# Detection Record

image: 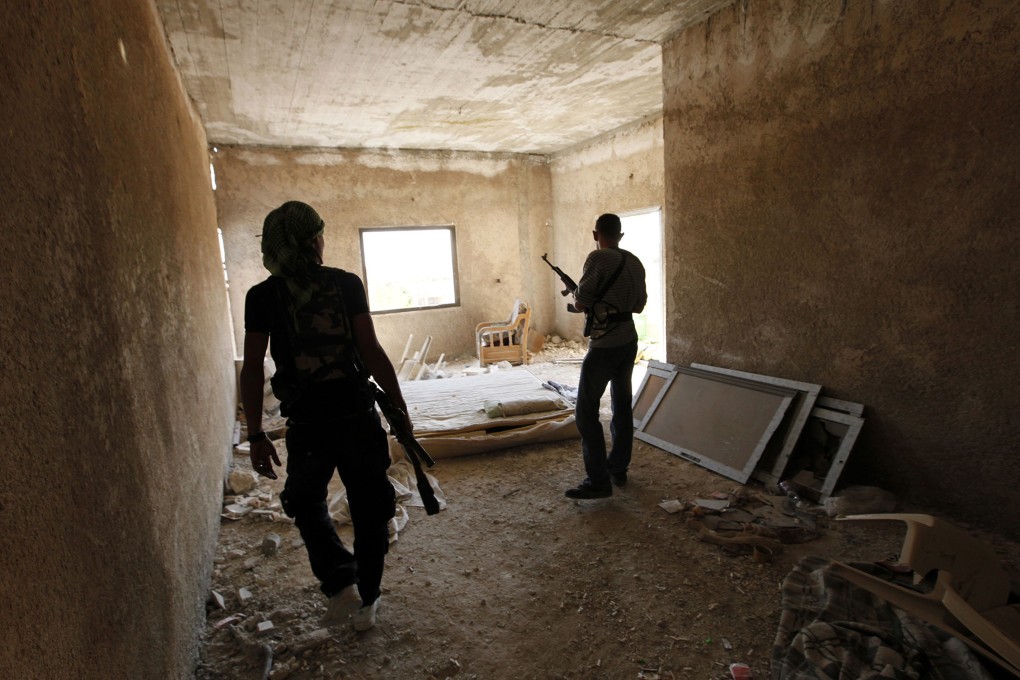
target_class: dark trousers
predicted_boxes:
[281,409,397,605]
[574,341,638,487]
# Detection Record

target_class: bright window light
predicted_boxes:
[360,226,460,312]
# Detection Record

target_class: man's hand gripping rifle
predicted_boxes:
[542,253,580,313]
[371,382,440,515]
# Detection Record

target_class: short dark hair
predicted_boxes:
[595,212,623,237]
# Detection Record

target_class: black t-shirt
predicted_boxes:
[245,267,373,421]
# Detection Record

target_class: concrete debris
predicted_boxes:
[226,469,258,493]
[289,628,330,657]
[262,533,283,557]
[659,501,683,515]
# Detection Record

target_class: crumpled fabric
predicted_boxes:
[329,460,447,550]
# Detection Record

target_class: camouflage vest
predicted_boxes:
[270,267,363,405]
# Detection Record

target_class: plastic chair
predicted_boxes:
[474,300,531,366]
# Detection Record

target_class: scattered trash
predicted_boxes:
[822,486,897,517]
[729,664,755,680]
[262,533,282,557]
[659,501,683,515]
[695,499,729,512]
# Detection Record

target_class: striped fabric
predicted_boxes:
[574,248,648,348]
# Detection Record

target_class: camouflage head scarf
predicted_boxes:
[262,201,324,309]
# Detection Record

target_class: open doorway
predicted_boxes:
[620,208,666,361]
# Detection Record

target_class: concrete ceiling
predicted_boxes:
[156,0,732,154]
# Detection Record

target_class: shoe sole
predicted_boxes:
[351,599,379,633]
[319,586,361,628]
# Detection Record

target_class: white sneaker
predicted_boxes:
[351,595,383,631]
[319,584,361,628]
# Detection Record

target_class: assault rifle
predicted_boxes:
[371,382,440,515]
[542,253,580,314]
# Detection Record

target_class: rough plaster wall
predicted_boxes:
[540,118,664,339]
[213,148,551,363]
[664,0,1020,537]
[0,0,234,680]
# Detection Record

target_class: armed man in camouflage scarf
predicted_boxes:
[241,201,411,630]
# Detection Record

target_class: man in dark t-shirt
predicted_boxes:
[241,201,411,630]
[566,213,648,499]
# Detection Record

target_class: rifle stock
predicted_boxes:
[542,253,590,318]
[371,382,440,515]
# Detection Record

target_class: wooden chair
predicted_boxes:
[474,300,531,366]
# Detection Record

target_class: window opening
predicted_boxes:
[360,226,460,313]
[620,208,666,361]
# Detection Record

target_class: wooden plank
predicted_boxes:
[631,360,674,429]
[691,364,822,484]
[802,407,864,503]
[818,397,864,418]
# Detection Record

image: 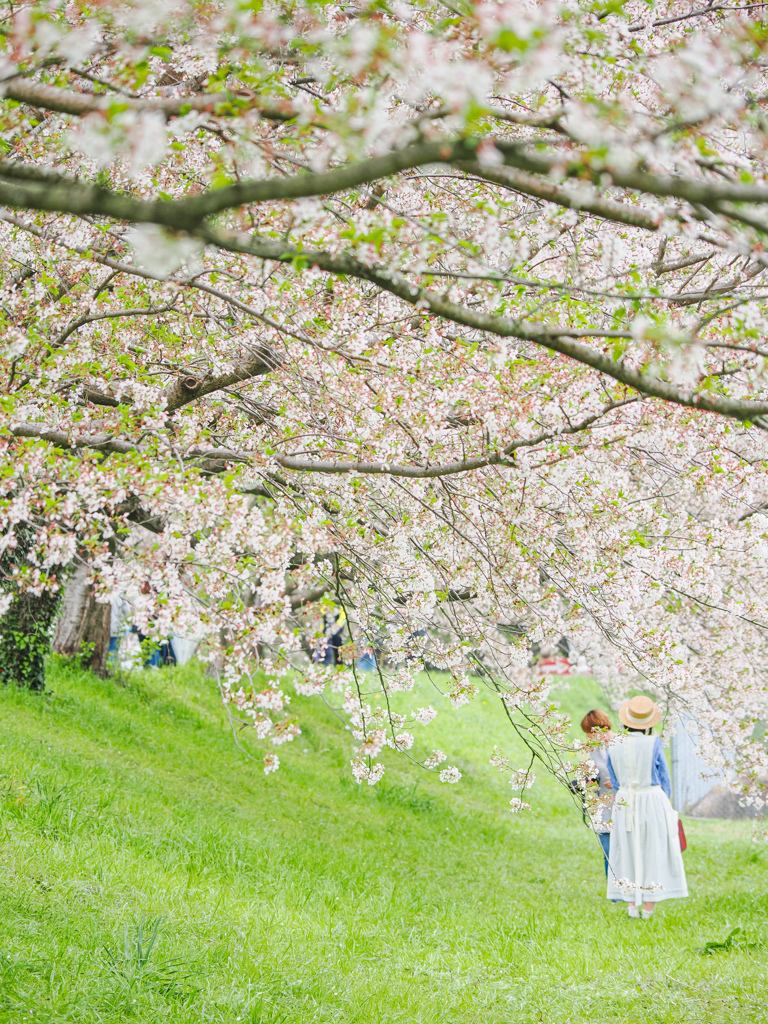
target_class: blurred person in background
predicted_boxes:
[582,708,615,878]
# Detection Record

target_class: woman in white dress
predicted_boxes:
[606,696,688,920]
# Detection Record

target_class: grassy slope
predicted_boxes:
[0,667,768,1024]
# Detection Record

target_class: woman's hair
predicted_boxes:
[582,708,610,732]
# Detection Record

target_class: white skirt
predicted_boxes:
[606,785,688,903]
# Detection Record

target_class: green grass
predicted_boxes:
[0,665,768,1024]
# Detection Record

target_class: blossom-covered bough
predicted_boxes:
[0,0,768,808]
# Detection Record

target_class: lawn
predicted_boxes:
[0,663,768,1024]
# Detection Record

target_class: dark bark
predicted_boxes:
[53,566,112,678]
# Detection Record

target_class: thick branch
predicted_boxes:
[4,78,300,122]
[166,344,282,413]
[0,139,768,230]
[201,231,768,422]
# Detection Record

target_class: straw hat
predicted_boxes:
[618,696,662,729]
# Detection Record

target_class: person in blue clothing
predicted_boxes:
[582,708,615,877]
[606,696,688,920]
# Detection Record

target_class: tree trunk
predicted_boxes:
[52,565,90,657]
[53,566,112,678]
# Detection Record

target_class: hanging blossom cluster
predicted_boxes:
[0,0,768,809]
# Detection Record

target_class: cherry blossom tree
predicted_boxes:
[0,0,768,809]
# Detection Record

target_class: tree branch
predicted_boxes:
[4,77,300,123]
[200,229,768,422]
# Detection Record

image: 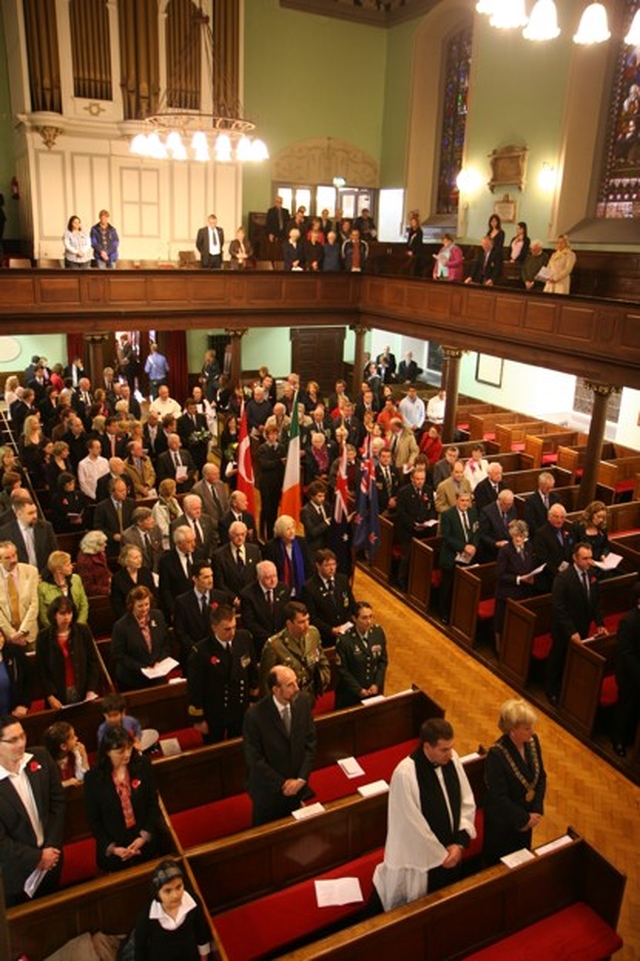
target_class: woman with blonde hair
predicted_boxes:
[544,234,576,294]
[483,698,547,865]
[76,531,111,597]
[38,551,89,627]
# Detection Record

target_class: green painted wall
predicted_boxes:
[0,17,18,242]
[243,0,387,212]
[380,20,418,187]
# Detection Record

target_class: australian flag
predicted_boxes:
[353,437,380,560]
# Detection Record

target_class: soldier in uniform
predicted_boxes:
[336,601,389,708]
[187,604,258,744]
[260,601,331,707]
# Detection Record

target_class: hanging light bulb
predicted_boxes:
[573,3,611,44]
[236,137,252,162]
[624,10,640,47]
[489,0,528,30]
[251,140,269,162]
[213,133,231,163]
[522,0,560,40]
[129,133,149,157]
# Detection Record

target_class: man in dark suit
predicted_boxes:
[187,604,258,744]
[93,477,136,557]
[545,544,608,704]
[218,491,256,544]
[478,490,517,564]
[96,457,134,503]
[533,504,575,593]
[265,197,291,244]
[176,397,209,471]
[473,461,506,516]
[191,462,229,547]
[395,464,438,591]
[171,494,218,561]
[465,237,502,287]
[0,488,58,574]
[196,214,224,270]
[376,447,400,514]
[240,561,291,659]
[300,481,331,557]
[523,471,561,537]
[440,491,480,624]
[213,521,261,598]
[243,665,316,825]
[156,434,196,494]
[173,561,234,667]
[0,714,64,907]
[158,527,196,621]
[301,548,356,647]
[336,601,389,709]
[256,425,287,541]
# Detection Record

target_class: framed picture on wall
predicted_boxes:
[476,354,504,387]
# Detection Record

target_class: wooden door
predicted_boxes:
[291,327,345,397]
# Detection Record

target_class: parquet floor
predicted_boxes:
[354,570,640,961]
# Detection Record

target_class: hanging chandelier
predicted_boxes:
[476,0,640,46]
[129,0,269,163]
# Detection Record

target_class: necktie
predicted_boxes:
[7,574,21,631]
[282,704,291,737]
[193,521,203,547]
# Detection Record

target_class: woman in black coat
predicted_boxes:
[36,594,100,710]
[84,726,160,871]
[483,698,547,865]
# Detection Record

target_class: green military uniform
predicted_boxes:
[260,626,331,704]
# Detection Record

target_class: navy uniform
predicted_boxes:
[336,624,389,708]
[187,630,258,744]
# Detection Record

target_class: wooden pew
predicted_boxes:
[558,634,618,737]
[154,690,444,844]
[524,430,587,468]
[498,562,638,688]
[406,537,441,614]
[449,561,496,647]
[278,829,626,961]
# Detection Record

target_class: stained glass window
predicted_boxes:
[437,25,473,214]
[596,0,640,217]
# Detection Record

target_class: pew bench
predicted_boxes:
[280,832,626,961]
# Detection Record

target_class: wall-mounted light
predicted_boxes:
[456,167,482,194]
[538,163,556,190]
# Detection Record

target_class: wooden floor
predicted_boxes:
[354,570,640,961]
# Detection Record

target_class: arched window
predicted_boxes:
[436,26,473,214]
[596,0,640,218]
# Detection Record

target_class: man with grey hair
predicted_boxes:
[213,521,261,603]
[240,561,291,657]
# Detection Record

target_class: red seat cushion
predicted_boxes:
[615,477,636,494]
[600,674,618,707]
[60,838,98,888]
[213,848,383,961]
[478,597,496,621]
[313,691,336,717]
[531,634,553,661]
[466,901,622,961]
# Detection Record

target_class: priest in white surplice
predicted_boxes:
[373,718,476,911]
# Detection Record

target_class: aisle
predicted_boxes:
[354,570,640,961]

+-------+

Can you reproduce, word for word, the lines above from the very first one through the line containing "[542,253,580,314]", that line included, while leaving the pictures out?

• [RESULT OF THE EXERCISE]
# Detection Record

image: 
target_class: dark trousers
predicted_boxes:
[281,409,397,605]
[574,341,638,487]
# Detection Record

target_class: bright window light
predicted_boxes:
[360,226,460,312]
# Detection Record

target_class: man's hand gripping rifle
predicted_boxes:
[542,253,580,313]
[371,382,440,515]
# Detection Record

target_class: short dark hair
predicted_boxes:
[595,212,623,237]
# Detection Record

target_class: black t-shirt
predicted_boxes:
[245,267,373,421]
# Detection Record

target_class: concrete debris
predicted_boxes:
[226,469,258,493]
[289,628,330,657]
[262,533,283,557]
[659,501,683,515]
# Detection Record

target_class: crumpled fabric
predicted_boxes:
[329,460,447,550]
# Detection Record

target_class: camouflage vest
predicted_boxes:
[270,267,363,405]
# Detection Record

target_class: plastic chair
predicted_boxes:
[474,300,531,366]
# Detection Record

target_class: scattered trash
predicted_boxes:
[822,486,897,517]
[729,664,755,680]
[262,533,282,557]
[659,501,683,515]
[695,499,729,512]
# Detection Record

target_class: striped fabric
predicted_boxes:
[574,248,648,348]
# Detection Record

target_class: camouflage head scarf
predicted_boxes:
[262,201,324,309]
# Detection Record

target_class: open doorway
predicted_boxes:
[620,208,666,361]
# Detection Record

target_class: concrete ceiling
predicted_boxes:
[156,0,732,154]
# Detection Record

target_class: shoe sole
predicted_boxes:
[351,599,379,633]
[319,586,361,628]
# Detection Record

target_class: white sneaker
predicted_boxes:
[351,595,383,631]
[319,584,361,628]
# Detection Record

target_class: assault rifle
predicted_boxes:
[371,382,440,515]
[542,253,580,314]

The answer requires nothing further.